# [Goal]
Offset the answer coordinates in the part of the data that opens with the line containing "point: gray bark" and runs through the end of the data, rewriting every line of that part, requests included. Add 139 to each coordinate in the answers only, leaving the requests and their format samples as they are.

# [Data shown]
+ + +

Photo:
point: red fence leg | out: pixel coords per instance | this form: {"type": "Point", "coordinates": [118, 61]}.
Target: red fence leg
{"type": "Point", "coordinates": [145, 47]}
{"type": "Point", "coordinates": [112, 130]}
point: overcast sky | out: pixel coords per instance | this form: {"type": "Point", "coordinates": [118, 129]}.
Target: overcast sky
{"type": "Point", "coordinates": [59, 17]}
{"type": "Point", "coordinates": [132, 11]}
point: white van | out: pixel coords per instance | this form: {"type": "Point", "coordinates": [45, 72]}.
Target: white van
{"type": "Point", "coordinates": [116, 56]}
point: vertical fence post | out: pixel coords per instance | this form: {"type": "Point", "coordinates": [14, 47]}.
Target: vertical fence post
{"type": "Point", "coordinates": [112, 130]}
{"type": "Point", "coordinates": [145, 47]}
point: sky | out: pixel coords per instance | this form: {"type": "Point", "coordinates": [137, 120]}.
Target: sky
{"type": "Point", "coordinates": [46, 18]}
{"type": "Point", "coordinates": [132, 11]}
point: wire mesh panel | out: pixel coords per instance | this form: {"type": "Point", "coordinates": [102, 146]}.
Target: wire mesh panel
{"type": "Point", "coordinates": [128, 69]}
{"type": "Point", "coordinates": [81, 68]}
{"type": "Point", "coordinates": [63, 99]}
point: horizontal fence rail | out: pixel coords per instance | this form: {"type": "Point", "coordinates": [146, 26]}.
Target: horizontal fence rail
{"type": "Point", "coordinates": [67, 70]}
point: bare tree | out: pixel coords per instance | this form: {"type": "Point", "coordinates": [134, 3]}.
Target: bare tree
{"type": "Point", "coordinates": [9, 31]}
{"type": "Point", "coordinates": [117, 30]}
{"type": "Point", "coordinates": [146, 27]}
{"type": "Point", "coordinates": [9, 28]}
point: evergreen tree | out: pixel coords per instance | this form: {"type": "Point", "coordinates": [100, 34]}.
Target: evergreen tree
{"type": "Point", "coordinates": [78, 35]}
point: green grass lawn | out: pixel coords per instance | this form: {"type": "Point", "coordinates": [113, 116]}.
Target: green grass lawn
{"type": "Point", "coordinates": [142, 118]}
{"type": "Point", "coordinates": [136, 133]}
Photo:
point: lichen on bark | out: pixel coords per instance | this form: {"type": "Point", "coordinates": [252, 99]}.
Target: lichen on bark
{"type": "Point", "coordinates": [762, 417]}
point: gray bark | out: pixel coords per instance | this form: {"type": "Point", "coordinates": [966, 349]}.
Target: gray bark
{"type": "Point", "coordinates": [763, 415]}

+ + +

# [Final result]
point: gray bark | out: pixel coords per instance | this form: {"type": "Point", "coordinates": [966, 349]}.
Target: gray bark
{"type": "Point", "coordinates": [902, 554]}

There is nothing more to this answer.